Stored items from a collection

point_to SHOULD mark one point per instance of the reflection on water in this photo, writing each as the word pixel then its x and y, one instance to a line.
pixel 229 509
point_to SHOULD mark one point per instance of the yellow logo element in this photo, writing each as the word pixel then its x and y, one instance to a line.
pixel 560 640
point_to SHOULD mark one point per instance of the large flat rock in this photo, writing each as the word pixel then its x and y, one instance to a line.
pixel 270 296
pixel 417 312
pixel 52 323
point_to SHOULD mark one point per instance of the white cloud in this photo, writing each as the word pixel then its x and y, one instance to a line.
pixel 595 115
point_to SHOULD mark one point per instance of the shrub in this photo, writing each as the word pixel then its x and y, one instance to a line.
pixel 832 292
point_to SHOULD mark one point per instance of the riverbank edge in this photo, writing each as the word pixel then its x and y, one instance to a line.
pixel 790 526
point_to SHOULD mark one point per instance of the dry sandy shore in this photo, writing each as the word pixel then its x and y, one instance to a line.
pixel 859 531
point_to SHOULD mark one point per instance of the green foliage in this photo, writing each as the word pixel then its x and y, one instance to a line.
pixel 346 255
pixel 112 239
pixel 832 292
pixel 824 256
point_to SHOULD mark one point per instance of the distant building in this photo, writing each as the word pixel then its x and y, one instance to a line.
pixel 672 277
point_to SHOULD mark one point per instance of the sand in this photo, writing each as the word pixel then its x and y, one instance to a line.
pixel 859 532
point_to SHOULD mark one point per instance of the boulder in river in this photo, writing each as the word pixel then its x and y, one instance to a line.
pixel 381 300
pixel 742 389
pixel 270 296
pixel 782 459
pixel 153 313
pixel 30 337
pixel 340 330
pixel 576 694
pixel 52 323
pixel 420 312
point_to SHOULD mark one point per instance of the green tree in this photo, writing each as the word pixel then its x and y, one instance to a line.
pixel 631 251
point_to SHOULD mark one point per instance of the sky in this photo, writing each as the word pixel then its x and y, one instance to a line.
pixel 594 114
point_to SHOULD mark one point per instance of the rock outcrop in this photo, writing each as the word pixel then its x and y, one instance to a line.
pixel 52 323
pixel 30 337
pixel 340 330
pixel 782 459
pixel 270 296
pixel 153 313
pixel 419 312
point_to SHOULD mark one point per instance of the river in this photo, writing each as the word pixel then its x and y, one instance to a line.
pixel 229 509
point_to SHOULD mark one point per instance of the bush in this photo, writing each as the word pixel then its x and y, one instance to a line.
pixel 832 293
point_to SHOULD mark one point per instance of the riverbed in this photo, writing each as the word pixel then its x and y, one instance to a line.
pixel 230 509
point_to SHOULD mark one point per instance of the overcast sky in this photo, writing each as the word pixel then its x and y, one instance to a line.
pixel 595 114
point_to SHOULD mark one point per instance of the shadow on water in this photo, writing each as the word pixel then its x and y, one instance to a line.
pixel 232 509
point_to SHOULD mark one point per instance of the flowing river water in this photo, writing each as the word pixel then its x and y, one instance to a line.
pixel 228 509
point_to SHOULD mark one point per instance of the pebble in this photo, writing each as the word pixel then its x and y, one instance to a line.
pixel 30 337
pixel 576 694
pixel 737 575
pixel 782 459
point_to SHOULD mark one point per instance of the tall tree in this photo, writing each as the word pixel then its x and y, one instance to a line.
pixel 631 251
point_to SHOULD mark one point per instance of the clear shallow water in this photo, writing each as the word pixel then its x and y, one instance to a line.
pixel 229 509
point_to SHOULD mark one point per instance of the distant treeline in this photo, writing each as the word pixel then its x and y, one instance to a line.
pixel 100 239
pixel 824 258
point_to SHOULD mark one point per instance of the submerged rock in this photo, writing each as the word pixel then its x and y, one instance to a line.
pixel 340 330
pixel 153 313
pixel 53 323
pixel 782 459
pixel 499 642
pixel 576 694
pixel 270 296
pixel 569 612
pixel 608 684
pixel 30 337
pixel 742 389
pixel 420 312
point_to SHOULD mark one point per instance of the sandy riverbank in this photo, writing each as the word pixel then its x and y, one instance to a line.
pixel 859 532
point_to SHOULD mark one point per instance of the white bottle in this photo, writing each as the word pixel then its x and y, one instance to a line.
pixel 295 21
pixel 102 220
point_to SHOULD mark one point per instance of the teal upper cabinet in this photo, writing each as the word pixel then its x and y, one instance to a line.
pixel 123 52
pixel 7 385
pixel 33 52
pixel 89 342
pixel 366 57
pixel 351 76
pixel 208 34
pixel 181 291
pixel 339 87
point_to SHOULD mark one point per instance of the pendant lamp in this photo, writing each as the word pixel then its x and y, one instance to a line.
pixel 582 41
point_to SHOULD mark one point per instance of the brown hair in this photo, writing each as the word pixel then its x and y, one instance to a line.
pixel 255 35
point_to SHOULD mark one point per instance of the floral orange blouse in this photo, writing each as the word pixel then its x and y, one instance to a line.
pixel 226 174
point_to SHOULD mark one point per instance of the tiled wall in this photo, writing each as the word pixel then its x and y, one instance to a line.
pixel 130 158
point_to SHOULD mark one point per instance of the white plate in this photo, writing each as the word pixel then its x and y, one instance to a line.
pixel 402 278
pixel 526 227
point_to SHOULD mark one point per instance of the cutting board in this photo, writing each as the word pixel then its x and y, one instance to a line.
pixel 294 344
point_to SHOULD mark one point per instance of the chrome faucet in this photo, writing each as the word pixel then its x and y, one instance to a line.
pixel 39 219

WHAT YOU SHOULD DO — Copy all of the records above word for word.

THE COMPLETED TASK —
point_to SHOULD mark one point per instance of the reflection on water in this photo, writing each as the word pixel then its x and y, one instance to a line.
pixel 229 509
point_to SHOULD mark one point per instance of the yellow logo element in this photo, writing each as the word pixel then its x and y, one instance to a line.
pixel 560 640
point_to SHOULD mark one point per instance of the large flat rock in this photo, writing each as the word pixel then its x and y, one instance to a line.
pixel 270 296
pixel 417 312
pixel 52 323
point_to SHOULD mark one point per instance of the white cloud in this photo, writing each as the word pixel then its x and y, one instance to a line.
pixel 595 115
point_to SHOULD mark one point per instance of the shrub in this photo, writing each as the word pixel then its x and y, one instance to a line.
pixel 832 292
point_to SHOULD mark one point per instance of the riverbank edge in this photo, writing each as the word pixel then its x and y, one instance to a line.
pixel 790 526
point_to SHOULD mark one point per instance of the dry sandy shore in this photo, writing each as the word pixel then its x and y, one instance to a line.
pixel 859 531
point_to SHOULD mark one point per instance of the green foliage in this photo, writing each as the word pixel then its x and y, one instance to a line.
pixel 346 255
pixel 112 239
pixel 832 292
pixel 824 256
point_to SHOULD mark one point per instance of the distant building in this photo, writing each as the word pixel then its x and y, one instance to a line.
pixel 672 277
point_to SHOULD mark one point per instance of the sand in this photo, writing each as the word pixel then its x and y, one instance to a line.
pixel 859 532
point_to SHOULD mark one point per instance of the boulder in river in this photo, writing each as the word pixel then its x and y, one instance to a line.
pixel 381 300
pixel 742 389
pixel 270 296
pixel 782 459
pixel 153 313
pixel 30 337
pixel 340 330
pixel 576 694
pixel 52 323
pixel 420 312
point_to SHOULD mark one point per instance of the green tree in this photo, writing each as the word pixel then its x and y, one instance to a line.
pixel 631 251
point_to SHOULD mark one point per instance of the sky in this photo, writing each as the word pixel then its x and y, one instance to a line.
pixel 594 114
point_to SHOULD mark one point per instance of the rock outcrop in this photo, writing each as the word pixel then its x and y, one instance to a line.
pixel 52 323
pixel 30 337
pixel 340 330
pixel 782 459
pixel 270 296
pixel 153 313
pixel 419 312
point_to SHOULD mark one point per instance of the river in this photo, writing each as the word pixel then its x and y, one instance to a line.
pixel 229 509
point_to SHOULD mark one point per instance of the bush in this photo, writing each as the word pixel then its x and y, one instance to a line.
pixel 832 293
point_to SHOULD mark one point per instance of the riverbed in this photo, writing each as the word pixel then its x and y, one instance to a line.
pixel 230 509
point_to SHOULD mark one point per instance of the overcast sky in this photo, writing each as the word pixel then its x and y, one instance to a line.
pixel 595 114
point_to SHOULD mark one point per instance of the shadow on water in this photo, writing each as the word pixel then its x and y, one instance to a line.
pixel 232 509
point_to SHOULD mark one point per instance of the flowing river water in this photo, writing each as the word pixel then its x and y, one instance to a line.
pixel 228 509
point_to SHOULD mark one point per instance of the pebble in this photo, writing each as the word pixel then its x and y, one instance to a line.
pixel 30 337
pixel 576 694
pixel 737 575
pixel 782 459
point_to SHOULD mark one point per instance of the tall tree in this photo, writing each as the word pixel then its x and y, one instance to a line.
pixel 631 251
point_to SHOULD mark one point per instance of the clear shallow water in this photo, writing each as the word pixel then its x and y, one instance to a line.
pixel 229 509
point_to SHOULD mark one point per instance of the distant treeline in this photo, writing each as the word pixel then its x and y, one instance to a line.
pixel 100 239
pixel 824 258
point_to SHOULD mark one point per instance of the submerged rock in this photo, writing each as the word pixel then its x and y, one instance to a line.
pixel 340 330
pixel 153 313
pixel 53 323
pixel 782 459
pixel 499 642
pixel 576 694
pixel 270 296
pixel 569 612
pixel 608 684
pixel 30 337
pixel 742 389
pixel 420 312
point_to SHOULD mark one point per instance of the sandy riverbank in this photo, writing each as the word pixel then its x and y, one instance to a line.
pixel 859 532
point_to SHOULD mark one point per instance of the white bottle in this photo, writing each as the word pixel then its x and y, one instance to a line.
pixel 295 21
pixel 102 220
point_to SHOULD mark one point per instance of the teal upper cabinet in this photo, writing each as the word pixel then its x and y, one instance to a line.
pixel 123 52
pixel 7 385
pixel 33 52
pixel 89 342
pixel 366 57
pixel 351 76
pixel 208 34
pixel 181 291
pixel 339 87
point_to SHOULD mark one point per instance of the pendant lamp in this photo, writing each as the word pixel then its x and y, one instance to a line.
pixel 582 41
point_to SHOULD mark one point per instance of the brown hair in this photo, writing each as the word pixel then its x and y, one instance to a line.
pixel 255 35
point_to SHOULD mark one point per instance of the floral orange blouse in this photo, writing each as the word pixel then its x and y, one instance to a line.
pixel 226 174
point_to SHOULD mark one point per instance of the tiled wall in this photo, writing each as the word pixel then its x and y, one instance to a line.
pixel 130 158
point_to SHOULD mark one point per instance of the white plate in this photo, writing each as the word pixel then its x and y, one instance to a line.
pixel 402 278
pixel 526 227
point_to SHOULD mark one point per instance of the cutting board in this photo, writing each as the word pixel then its x and y, one instance to a line.
pixel 294 344
point_to SHOULD mark one point per instance of the chrome faucet in this photo, writing each as the word pixel then its x and y, one instance to a line.
pixel 39 219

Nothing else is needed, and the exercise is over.